## Given task:
Reproduce all of the data below line for line, changing nothing.
** Start of Data **
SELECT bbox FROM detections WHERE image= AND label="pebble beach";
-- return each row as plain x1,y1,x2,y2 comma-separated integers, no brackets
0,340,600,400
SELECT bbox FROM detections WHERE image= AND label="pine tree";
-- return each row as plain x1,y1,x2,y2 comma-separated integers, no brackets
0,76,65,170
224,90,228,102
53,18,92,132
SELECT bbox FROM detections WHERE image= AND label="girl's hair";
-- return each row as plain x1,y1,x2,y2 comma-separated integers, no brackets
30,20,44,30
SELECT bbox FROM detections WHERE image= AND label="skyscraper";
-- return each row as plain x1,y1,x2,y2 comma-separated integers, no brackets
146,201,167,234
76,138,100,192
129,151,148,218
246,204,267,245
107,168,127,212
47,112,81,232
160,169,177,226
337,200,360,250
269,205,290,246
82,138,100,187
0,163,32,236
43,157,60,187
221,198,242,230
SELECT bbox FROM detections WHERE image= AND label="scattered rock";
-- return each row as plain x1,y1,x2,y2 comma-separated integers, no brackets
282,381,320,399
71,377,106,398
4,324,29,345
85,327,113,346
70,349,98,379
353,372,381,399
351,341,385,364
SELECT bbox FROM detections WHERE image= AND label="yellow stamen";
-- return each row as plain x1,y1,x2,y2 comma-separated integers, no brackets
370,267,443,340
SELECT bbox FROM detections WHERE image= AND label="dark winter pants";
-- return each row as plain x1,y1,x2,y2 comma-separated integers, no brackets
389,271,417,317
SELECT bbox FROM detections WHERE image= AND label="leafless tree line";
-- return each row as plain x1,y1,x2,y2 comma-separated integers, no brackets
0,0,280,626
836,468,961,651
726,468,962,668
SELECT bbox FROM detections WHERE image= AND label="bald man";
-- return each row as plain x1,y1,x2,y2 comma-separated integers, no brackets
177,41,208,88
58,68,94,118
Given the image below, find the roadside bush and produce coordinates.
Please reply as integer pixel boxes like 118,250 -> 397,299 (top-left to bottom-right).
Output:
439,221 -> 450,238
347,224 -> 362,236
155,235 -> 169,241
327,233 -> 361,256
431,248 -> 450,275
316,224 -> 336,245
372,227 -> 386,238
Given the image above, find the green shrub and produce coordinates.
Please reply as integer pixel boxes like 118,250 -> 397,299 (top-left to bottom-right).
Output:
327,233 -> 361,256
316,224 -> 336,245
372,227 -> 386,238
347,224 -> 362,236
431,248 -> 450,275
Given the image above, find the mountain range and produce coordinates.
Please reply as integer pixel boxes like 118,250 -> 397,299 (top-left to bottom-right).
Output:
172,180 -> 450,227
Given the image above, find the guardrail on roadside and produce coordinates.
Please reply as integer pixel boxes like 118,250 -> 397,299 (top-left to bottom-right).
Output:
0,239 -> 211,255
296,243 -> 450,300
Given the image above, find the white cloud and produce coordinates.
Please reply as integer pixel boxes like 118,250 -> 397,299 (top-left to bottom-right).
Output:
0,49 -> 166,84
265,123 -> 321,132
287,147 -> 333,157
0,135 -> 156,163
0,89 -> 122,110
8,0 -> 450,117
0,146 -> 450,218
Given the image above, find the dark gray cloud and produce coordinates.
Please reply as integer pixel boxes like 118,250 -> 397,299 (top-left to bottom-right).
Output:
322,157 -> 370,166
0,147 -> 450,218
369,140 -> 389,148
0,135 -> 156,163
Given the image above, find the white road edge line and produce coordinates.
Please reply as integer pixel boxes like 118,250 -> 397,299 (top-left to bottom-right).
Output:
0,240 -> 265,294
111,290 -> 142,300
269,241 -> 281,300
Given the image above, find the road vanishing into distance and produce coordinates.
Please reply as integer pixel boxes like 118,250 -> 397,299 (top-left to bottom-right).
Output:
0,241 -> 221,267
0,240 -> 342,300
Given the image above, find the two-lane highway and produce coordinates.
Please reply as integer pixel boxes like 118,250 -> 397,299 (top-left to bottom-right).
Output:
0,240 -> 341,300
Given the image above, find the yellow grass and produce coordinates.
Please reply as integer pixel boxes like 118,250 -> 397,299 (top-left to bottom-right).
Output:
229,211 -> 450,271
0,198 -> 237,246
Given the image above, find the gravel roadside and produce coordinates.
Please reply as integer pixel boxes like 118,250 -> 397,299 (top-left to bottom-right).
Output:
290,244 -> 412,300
** End of Data **
## The output:
SELECT bbox FROM detections WHERE image= AND label="pebble beach";
-- return each row as plain x1,y1,x2,y2 comma-separated integers, no brackets
0,340,600,400
SELECT bbox FROM detections WHERE image= AND label="pine tree";
-- return each row as plain x1,y1,x2,y2 comma-separated integers, no brackets
0,76,65,170
224,90,228,102
53,18,92,132
SELECT bbox FROM detections WHERE image= AND label="girl's hair";
-- return each row as plain x1,y1,x2,y2 comma-separated integers, no brackets
30,20,44,30
SELECT bbox FROM detections WHERE image= AND label="skyscraper";
-- return each row as plain x1,y1,x2,y2 comma-separated integers, no brackets
146,201,167,234
76,138,100,192
129,151,148,218
246,204,267,245
107,168,127,212
47,112,81,232
160,169,177,226
337,200,360,250
269,205,290,246
82,138,100,187
0,163,32,236
43,157,60,187
221,198,242,230
SELECT bbox FROM detections WHERE image= AND label="scattered rock";
-- return each row as plain x1,y1,x2,y2 comma-separated integers, no brackets
282,381,320,399
71,377,106,398
4,324,29,345
85,327,113,346
70,349,98,379
353,372,381,399
351,341,385,364
SELECT bbox FROM detections WHERE image= AND label="yellow stamen";
-- return each row as plain x1,y1,x2,y2 comma-separated integers, no brackets
370,267,443,340
SELECT bbox FROM detections WHERE image= AND label="dark winter pants";
-- return each row as plain x1,y1,x2,y2 comma-separated integers, no brackets
389,271,417,317
SELECT bbox FROM detections WHERE image= AND label="leafless tree line";
-- return each row as plain x1,y1,x2,y2 comma-separated integers, no brackets
0,0,280,626
836,468,961,651
726,468,962,668
SELECT bbox FROM detections WHERE image= AND label="bald man";
-- return each row as plain x1,y1,x2,y2 comma-separated integers, no brackets
177,41,208,88
58,68,94,118
Given the image below, find the roadside bush and produce coordinates.
Please reply as integer pixel boxes like 118,250 -> 397,299 (top-left to bottom-right).
Output:
439,221 -> 450,238
347,224 -> 362,236
155,235 -> 169,241
327,233 -> 361,256
431,248 -> 450,275
316,224 -> 336,245
372,227 -> 386,238
Given the image above, find the green shrub and produce coordinates.
Please reply as integer pixel boxes like 118,250 -> 397,299 (top-left to bottom-right).
Output:
327,233 -> 361,256
316,224 -> 336,245
372,227 -> 386,238
347,224 -> 362,236
431,248 -> 450,275
Given the image above, find the mountain range and produce coordinates.
Please reply as integer pixel boxes like 118,250 -> 397,299 (top-left to bottom-right).
Output:
172,180 -> 450,227
Given the image above, find the guardrail on roadside and produce coordinates.
Please reply as integer pixel boxes like 118,250 -> 397,299 (top-left to bottom-right).
Output:
0,239 -> 211,255
296,243 -> 450,300
Given the image above, find the white cloud and produce coordinates.
Please reply as integer pixel boxes like 118,250 -> 397,299 (top-left to bottom-right).
Output:
0,49 -> 166,84
265,123 -> 321,132
287,147 -> 333,157
0,135 -> 156,163
0,89 -> 122,110
8,0 -> 450,117
0,146 -> 450,218
Given the image above, find the dark gray cloud and produce coordinates.
Please reply as integer pixel boxes like 118,250 -> 397,299 (top-left to bottom-right).
Output:
322,157 -> 370,166
0,147 -> 450,218
369,140 -> 389,148
0,135 -> 156,163
Given the image above, find the white road edge line and produce coordinates.
Please reply as integer pixel boxes like 118,250 -> 397,299 (top-left to bottom-right).
Output:
0,240 -> 265,294
111,290 -> 142,300
269,241 -> 281,300
Given the image above, find the road vanishing into distance and produce coordinates.
Please reply as integer pixel boxes like 118,250 -> 397,299 (top-left to bottom-right).
Output:
0,241 -> 221,267
0,240 -> 342,300
Given the image above, find the two-lane highway and produce coordinates.
Please reply as integer pixel boxes like 118,250 -> 397,299 (top-left to bottom-right).
Output:
0,240 -> 341,300
Given the image above, find the yellow grass and produce coordinates.
Please reply as integer pixel boxes like 118,250 -> 397,299 (top-left to bottom-right).
Output:
229,211 -> 450,271
0,198 -> 237,246
Given the image above, find the gravel roadside and produce coordinates.
Please reply as integer pixel boxes like 118,250 -> 397,299 (top-left to bottom-right).
Output:
290,244 -> 412,300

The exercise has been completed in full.